— START OF Passage shown —

Weird Science

October 1st, 2015

My State is Solidifying

What interesting times I’m having.

I keep getting deeper into physics and electronics. It’s not something I expected, and it’s not going the way I would have predicted.

For years I’ve had dreams about my time as a physics grad student at the University of Texas. I hated these dreams, but I couldn’t stop them. I would find myself returning to my apartment north of the city. My things were still there. The apartment was different in the dreams. It was gigantic. It was disorderly, too. The kitchen was a mess. Not dirty, but stuff was out on the table and counters. There were messy rooms with all sorts of tools in them.

I would wonder why the company that owned the apartment complex hadn’t thrown me out, since I hadn’t been paying rent.

I would find myself walking around campus, attending August meetings in preparation for the new school year. I wasn’t really part of it, though. I was like a ghost, observing but not really joining.

I did not like the dreams. I knew things weren’t right. I wasn’t ready to go back to work. I hadn’t planned or made arrangements. I was just there, with no warning or preparation. I didn’t feel that I could make it work. I was on my own.

I prayed for God to take away the dreams.

Losing physics was the most painful thing that ever happened to me. I spent three years in Texas, and I didn’t make a single friend, except for a girlfriend. The students in the department were very disagreeable. They were cold. Many were arrogant and snotty, as you would expect boys to be after a twenty-odd years of having their mothers show their brains off to their relatives and friends. The instructors didn’t care at all about the students. The administration was like a machine in a far-off country that transmitted its decisions over a cable. Completely impersonal.

I arrived in Austin in 1994, about three years after returning to college. I had gotten tired of trying to sell houses, and I had tried to enroll at the University of Miami. Because of my problems at Columbia University, they made me go to Florida International University, a local school, to prove I was serious.

When I first decided to go back to school, I figured I would be a lawyer, because it was an easy job that paid well. Then I saw the horrible classes pre-law students took. Boredom epitomized. I decided to become an avian vet, so I signed up for calculus, chemistry, and physics.

I had problems in calculus, and then I remembered that I had failed math in high school. I didn’t really know algebra. I started studying algebra and calculus at the same time, and I went from a 40 on the first test to a 100 and an 97 3/4 on the last two.

UM admitted me, and I started taking courses very quickly. I took courses at the same time as their prerequisites. A guy who taught my second physics lab course ended up sitting next to me in classes, because I progressed to the point where I could study with grad students.

I got burned out in the last year, not surprisingly, and they put me on Ritalin. By the time I got to UT, I had adjusted to the drug, and it didn’t work as well. I was taking huge doses. Up to 120 mg a day. They put me on other drugs which drove me crazy, and I could not make myself study. I had to drop a class.

— END OF Passage shown —
— START OF Entries —

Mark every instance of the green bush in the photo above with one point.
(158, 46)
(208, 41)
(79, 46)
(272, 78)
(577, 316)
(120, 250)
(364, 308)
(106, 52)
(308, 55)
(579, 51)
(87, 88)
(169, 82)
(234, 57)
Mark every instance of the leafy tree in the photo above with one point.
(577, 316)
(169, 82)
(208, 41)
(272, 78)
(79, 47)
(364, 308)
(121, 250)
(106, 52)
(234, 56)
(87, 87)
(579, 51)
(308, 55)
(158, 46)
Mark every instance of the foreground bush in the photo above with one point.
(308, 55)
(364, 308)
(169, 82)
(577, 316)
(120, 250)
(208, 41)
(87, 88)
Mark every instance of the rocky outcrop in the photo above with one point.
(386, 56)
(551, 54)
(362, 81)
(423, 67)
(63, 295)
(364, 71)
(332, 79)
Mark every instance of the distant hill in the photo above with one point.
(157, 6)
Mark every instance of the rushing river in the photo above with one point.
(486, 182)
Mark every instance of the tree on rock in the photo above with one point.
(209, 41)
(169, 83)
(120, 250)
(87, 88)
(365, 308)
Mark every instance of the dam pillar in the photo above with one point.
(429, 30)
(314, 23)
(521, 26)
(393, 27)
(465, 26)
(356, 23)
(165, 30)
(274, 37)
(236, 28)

— END OF Entries —
— START OF Entries —

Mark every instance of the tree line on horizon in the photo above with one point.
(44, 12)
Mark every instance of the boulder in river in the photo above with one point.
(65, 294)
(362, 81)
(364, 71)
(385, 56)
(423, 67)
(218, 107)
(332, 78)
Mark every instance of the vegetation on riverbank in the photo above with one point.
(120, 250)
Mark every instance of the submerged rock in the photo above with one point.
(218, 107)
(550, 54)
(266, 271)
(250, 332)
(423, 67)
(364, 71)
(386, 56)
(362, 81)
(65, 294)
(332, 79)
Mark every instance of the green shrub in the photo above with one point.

— END OF Entries —

**Task brief**: List every college or university the passage "My State is Solidifying" mentions by its full name. The material is not needed for any of the work here.

**Task result**:
University of Texas
University of Miami
Columbia University
Florida International University